§ Data section
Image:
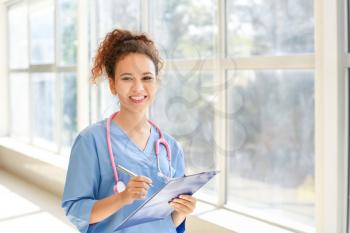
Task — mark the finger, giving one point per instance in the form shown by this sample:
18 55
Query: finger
139 184
142 178
181 208
138 193
188 198
186 203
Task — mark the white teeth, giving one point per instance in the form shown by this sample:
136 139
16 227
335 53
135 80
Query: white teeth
137 97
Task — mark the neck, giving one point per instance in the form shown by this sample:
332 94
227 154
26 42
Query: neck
132 122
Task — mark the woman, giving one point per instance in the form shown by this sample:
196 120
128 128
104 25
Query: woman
132 64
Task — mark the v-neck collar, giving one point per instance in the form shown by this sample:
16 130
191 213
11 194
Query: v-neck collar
148 148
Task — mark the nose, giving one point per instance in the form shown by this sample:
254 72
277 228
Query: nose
138 85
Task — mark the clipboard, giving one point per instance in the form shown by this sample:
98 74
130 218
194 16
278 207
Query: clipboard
157 206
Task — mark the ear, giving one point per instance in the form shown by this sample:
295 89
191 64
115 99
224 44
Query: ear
112 86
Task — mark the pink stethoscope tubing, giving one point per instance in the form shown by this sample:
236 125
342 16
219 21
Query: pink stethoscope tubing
161 140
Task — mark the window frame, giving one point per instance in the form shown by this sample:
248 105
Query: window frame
55 68
331 113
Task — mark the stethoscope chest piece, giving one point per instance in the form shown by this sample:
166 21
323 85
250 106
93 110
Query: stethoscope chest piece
121 186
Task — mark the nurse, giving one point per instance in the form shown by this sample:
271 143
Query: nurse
132 64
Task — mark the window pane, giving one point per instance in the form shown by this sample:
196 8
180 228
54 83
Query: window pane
182 109
269 27
107 102
271 149
18 36
69 104
42 32
113 14
184 29
43 107
67 31
19 96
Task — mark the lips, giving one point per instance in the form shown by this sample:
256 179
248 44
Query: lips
138 99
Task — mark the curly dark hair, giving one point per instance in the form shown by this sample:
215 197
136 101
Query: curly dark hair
116 45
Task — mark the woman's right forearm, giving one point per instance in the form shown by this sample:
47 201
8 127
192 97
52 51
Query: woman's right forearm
105 207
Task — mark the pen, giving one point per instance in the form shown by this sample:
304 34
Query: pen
128 172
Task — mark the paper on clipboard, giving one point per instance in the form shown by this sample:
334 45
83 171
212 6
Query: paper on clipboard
157 207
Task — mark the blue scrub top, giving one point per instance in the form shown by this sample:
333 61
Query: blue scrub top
90 177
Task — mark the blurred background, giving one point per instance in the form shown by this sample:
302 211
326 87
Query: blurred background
253 88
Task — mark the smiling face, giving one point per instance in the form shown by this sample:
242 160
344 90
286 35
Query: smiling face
135 82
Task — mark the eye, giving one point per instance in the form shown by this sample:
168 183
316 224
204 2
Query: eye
126 78
147 78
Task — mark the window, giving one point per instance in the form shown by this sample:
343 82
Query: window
241 97
42 67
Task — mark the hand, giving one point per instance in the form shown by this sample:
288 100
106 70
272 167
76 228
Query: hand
136 189
183 206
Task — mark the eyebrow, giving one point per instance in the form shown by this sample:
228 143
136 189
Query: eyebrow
130 74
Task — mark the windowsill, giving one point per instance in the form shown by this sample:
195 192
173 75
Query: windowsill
43 162
35 152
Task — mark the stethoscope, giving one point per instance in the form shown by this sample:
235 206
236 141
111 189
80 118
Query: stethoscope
119 185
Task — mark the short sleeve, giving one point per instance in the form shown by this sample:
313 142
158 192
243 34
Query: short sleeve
82 182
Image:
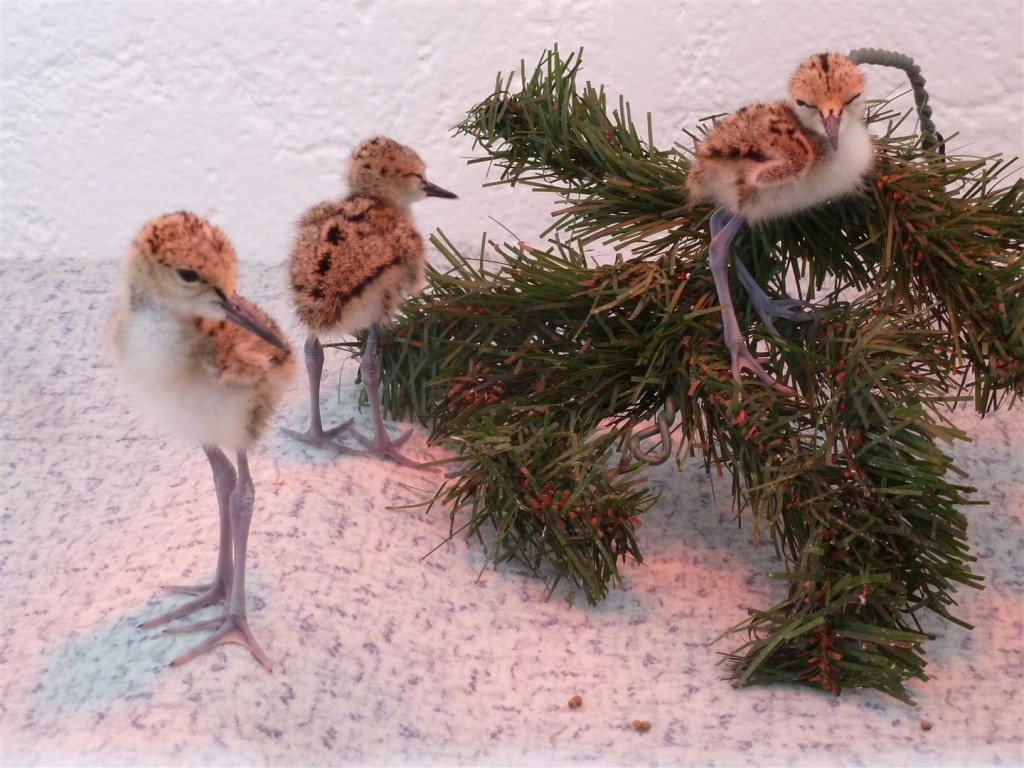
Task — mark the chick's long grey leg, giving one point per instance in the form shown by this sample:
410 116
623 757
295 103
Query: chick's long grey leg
233 626
315 434
209 594
767 307
382 443
723 228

§ What you are asked to do
Every word of the data should be reproduced exactly; please omit any pictures.

§ Response to this exercise
Image:
Task — mark the finger, giving one point per instance in the form shown by this sample:
18 55
Query: finger
139 184
142 178
181 208
138 193
188 198
186 203
Task — mark the white teeth, giving one point per instance in the form shown by this sample:
136 139
16 227
335 53
135 80
Query: white teeth
137 97
Task — mark the neck, giving one point per instance in the form shown by this sample:
332 94
227 154
26 42
Query: neck
132 122
Task — mark the woman, giving one point per instance in the form shown by this sample:
196 120
128 128
104 25
Query: woman
132 64
Task — mark the v-neck collar, giving one point per instance in the form shown by this sample:
16 130
191 213
11 194
Query: v-neck collar
148 148
Task — mark the nose, giving one point per instance in the form shown by this sample:
254 72
277 228
Query: nose
138 85
Task — mark the clipboard, giving one point per instance in the form shown by this sample:
98 74
130 218
194 16
278 207
Query: clipboard
157 206
Task — mark the ear, giving one point per instance in the form shown by this sample:
295 89
191 64
115 99
224 44
Query: ear
112 86
Task — mark the pink stethoscope tubing, giving one point per instance in the form shown by this sample:
236 125
342 16
219 21
Query: pink stethoscope tubing
161 140
Task — mark the window frame, giving one point per instance in the form shown by this sample:
248 105
Query: window frame
55 68
331 113
Task — mark the stethoscope chest piece, giving one point per instance in the form shown by this sample:
166 21
323 85
250 106
93 110
Query: stethoscope chest piece
121 186
Task — mark the nurse, giving one point per instance in the form shown by this sample:
271 143
Query: nurse
132 64
Task — mark the window pane, giving one point per instance in the form shown by this sample:
196 8
180 228
54 83
Query: window pane
182 109
269 27
107 102
271 149
18 36
69 104
42 32
113 14
184 29
43 107
67 31
19 96
Task — mark the lips, giving one point per instance in the form shown by this sample:
256 179
248 44
Query: lips
138 99
Task — mark the curly dark hair, giving one point per instance in the form shown by this sample:
215 197
136 101
Query: curly dark hair
116 45
Task — mark the woman's right forearm, giving one point per instance in the form shown by this sample:
47 201
8 127
192 97
52 51
Query: woman's right forearm
105 207
Task — mark the pen, giving one point per instance in the form shown by this sample:
304 34
Query: pen
128 172
Task — mark the paper on clipboard, giving one point per instance in the form shown by this sample:
334 45
83 171
212 6
Query: paper on clipboard
157 207
Task — mark the blue scrub top, giving one point per instance in the form shown by this sample:
333 61
Query: blue scrub top
90 177
Task — mark the blurred background, giving one point per instance in the form shown by this sample:
302 211
326 87
Query: blurred background
253 88
Task — mark the smiling face, giving one point per instance in the form shown by this sample:
242 160
344 90
286 35
Query: smiling face
135 82
Task — mark the eye, giving one point per instance in the form shown by this sample:
168 183
316 224
204 2
Query: eye
126 78
147 78
Task — mark the window, giving one point per instance in the form shown by this sample:
343 82
Query: window
241 97
42 67
Task — mark the hand, giving one point per instance in the form shown by this sample:
288 100
106 70
272 167
76 228
Query: hand
136 189
183 206
Task — mark the eyebrow, giving one point per instance in the form shown by this sample:
228 143
136 189
Query: eyebrow
130 74
Task — mark the windowsill, giving one point per instance in the form shown by this sample:
195 192
173 75
Query: windowsill
43 162
35 152
Task — mark the stethoscope, giving one point per instance in the form shown by this sample:
235 206
236 141
111 189
80 118
Query: stethoscope
119 185
Task — mark the short sleeve, giving one point per instance in the form shown by this sample:
313 142
158 192
243 34
Query: short sleeve
82 182
Image:
Task — mark the chick's long grey leg, giving one point per instance in the form shown by this sample:
410 116
623 757
295 103
Query: chick's long grey leg
233 626
315 434
209 594
767 307
382 443
723 228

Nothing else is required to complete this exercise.